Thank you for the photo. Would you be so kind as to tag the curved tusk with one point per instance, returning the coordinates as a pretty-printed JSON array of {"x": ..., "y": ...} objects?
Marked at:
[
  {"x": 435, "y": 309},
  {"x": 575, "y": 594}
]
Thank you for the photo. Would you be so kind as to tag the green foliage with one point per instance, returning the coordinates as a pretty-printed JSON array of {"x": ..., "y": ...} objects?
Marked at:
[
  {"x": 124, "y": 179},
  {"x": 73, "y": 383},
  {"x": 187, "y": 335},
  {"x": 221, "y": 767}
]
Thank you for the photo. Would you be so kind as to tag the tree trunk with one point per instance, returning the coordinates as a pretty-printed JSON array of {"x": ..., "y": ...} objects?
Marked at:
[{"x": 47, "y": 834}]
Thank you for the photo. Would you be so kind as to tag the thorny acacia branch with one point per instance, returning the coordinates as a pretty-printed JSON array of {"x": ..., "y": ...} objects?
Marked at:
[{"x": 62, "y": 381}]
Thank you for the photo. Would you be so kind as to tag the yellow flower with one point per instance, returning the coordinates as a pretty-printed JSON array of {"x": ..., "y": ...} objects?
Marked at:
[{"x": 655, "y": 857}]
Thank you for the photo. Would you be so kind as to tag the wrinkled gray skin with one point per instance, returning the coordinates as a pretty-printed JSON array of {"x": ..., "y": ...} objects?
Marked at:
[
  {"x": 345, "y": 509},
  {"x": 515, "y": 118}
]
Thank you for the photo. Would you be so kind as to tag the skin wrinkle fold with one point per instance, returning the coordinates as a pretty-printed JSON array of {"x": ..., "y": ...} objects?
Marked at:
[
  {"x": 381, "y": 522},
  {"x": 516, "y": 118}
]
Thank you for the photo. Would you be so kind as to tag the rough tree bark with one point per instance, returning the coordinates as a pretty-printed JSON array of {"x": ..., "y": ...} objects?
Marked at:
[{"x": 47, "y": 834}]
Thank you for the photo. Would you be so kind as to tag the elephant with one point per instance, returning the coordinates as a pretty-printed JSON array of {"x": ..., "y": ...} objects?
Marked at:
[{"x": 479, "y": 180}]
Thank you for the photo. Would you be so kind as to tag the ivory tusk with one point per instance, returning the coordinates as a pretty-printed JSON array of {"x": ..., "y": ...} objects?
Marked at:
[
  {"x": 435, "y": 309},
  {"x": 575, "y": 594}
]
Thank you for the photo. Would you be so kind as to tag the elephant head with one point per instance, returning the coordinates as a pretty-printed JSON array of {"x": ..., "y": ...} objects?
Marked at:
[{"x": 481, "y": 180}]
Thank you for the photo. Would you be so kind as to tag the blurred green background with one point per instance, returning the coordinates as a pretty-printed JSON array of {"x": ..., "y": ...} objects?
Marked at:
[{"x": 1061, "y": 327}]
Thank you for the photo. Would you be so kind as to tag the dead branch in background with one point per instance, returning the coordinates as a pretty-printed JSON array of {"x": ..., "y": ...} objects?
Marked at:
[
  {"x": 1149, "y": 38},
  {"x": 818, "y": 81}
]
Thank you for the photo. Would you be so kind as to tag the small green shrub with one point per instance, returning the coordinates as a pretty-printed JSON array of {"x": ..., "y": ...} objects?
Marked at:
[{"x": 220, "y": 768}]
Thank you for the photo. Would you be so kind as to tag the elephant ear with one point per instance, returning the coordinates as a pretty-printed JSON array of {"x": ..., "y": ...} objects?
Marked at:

************

§ **EXERCISE DESCRIPTION**
Convert all of the material above into a Markdown table with two columns, Row and Line, giving each line its own numbered row and leaving out blank lines.

§ **TASK SOLUTION**
| Row | Line |
|---|---|
| 1 | Thank you for the photo. Would you be so kind as to tag the curved tusk with one point per instance, returning the coordinates as a pretty-printed JSON array of {"x": ..., "y": ...} objects? |
| 2 | Marked at: |
| 3 | [ |
| 4 |   {"x": 435, "y": 309}, |
| 5 |   {"x": 575, "y": 594} |
| 6 | ] |
| 7 | Thank you for the photo. Would you be so kind as to tag the green foliage with one point per instance, returning the coordinates as a pretty-printed JSON array of {"x": ..., "y": ...} objects? |
| 8 | Marked at: |
| 9 | [ |
| 10 |   {"x": 124, "y": 179}, |
| 11 |   {"x": 73, "y": 383}, |
| 12 |   {"x": 187, "y": 335}, |
| 13 |   {"x": 221, "y": 767} |
| 14 | ] |
| 15 | Thank you for the photo. Would you be so kind as to tag the tree trunk with one point per instance, returning the coordinates as a pretty-printed JSON array of {"x": ..., "y": ...} objects? |
| 16 | Marked at: |
| 17 | [{"x": 47, "y": 834}] |
| 18 | Thank you for the photo. Would you be so kind as to tag the thorny acacia branch with one point per instance, returning the coordinates as a pretty-printed JSON array of {"x": ..., "y": ...} objects? |
| 19 | Marked at: |
| 20 | [{"x": 62, "y": 381}] |
| 21 | Thank you for the photo. Would you be so kind as to tag the yellow flower with one point per instance, returning the coordinates as a pretty-printed JSON array of {"x": ..., "y": ...} objects? |
| 22 | Marked at: |
| 23 | [{"x": 655, "y": 857}] |
| 24 | Thank you for the photo. Would you be so kind as to tag the wrinkled gray skin with one point per instance, returning the coordinates as a pretty-printed JSON array of {"x": ..., "y": ...} objects? |
| 25 | Marked at: |
| 26 | [ |
| 27 |   {"x": 345, "y": 509}, |
| 28 |   {"x": 515, "y": 118} |
| 29 | ] |
| 30 | Thank you for the photo. Would you be so kind as to tag the skin wrinkle fold with one point per instance, returning the coordinates as a pretty-printed JSON array of {"x": ..., "y": ...} objects? |
| 31 | Marked at: |
| 32 | [ |
| 33 |   {"x": 381, "y": 522}, |
| 34 |   {"x": 516, "y": 118} |
| 35 | ] |
| 36 | Thank you for the photo. Would you be so kind as to tag the rough tree bark with one point per instance, returning the coordinates as a pretty-printed JSON array of {"x": ..., "y": ...} objects? |
| 37 | Marked at: |
| 38 | [{"x": 47, "y": 834}] |
| 39 | Thank you for the photo. Would you be so kind as to tag the elephant with one point per instance, returning the coordinates as a pretty-printed JSON array of {"x": ..., "y": ...} objects? |
| 40 | Marked at: |
| 41 | [{"x": 479, "y": 180}] |
| 42 | Thank you for the photo. Would you be so kind as to tag the ivory tusk with one point per instance, returning the coordinates as a pretty-printed JSON array of {"x": ..., "y": ...} objects? |
| 43 | Marked at: |
| 44 | [ |
| 45 |   {"x": 435, "y": 309}, |
| 46 |   {"x": 575, "y": 594} |
| 47 | ] |
| 48 | Thank you for the photo. Would you be so kind as to tag the elephant head with one point per instance, returning the coordinates as a pretty-printed JSON array of {"x": ..., "y": ...} objects? |
| 49 | Marked at: |
| 50 | [{"x": 481, "y": 180}] |
| 51 | Thank you for the photo. Would you be so kind as to tag the blurred green background with one point per instance, returning the coordinates as a pretty-printed JSON array of {"x": ..., "y": ...} objects? |
| 52 | Marked at: |
| 53 | [{"x": 1061, "y": 327}] |
| 54 | Thank you for the photo. Would you be so kind as to tag the dead branch in background with one point per instance, returning the coordinates as a pretty-printed JSON array of {"x": ..., "y": ...} objects? |
| 55 | Marked at: |
| 56 | [ |
| 57 |   {"x": 1149, "y": 38}, |
| 58 |   {"x": 818, "y": 81} |
| 59 | ] |
| 60 | Thank you for the photo. Would you be so kind as to tag the small green shrub with one point per instance, returning the coordinates as a pretty-printed JSON array of {"x": ..., "y": ...} objects? |
| 61 | Marked at: |
| 62 | [{"x": 220, "y": 768}] |
| 63 | Thank you for the photo. Would you be so kind as to tag the elephant ear with one point per instance, returning the coordinates as a pretty-printed JSON array of {"x": ..., "y": ...} objects? |
| 64 | Marked at: |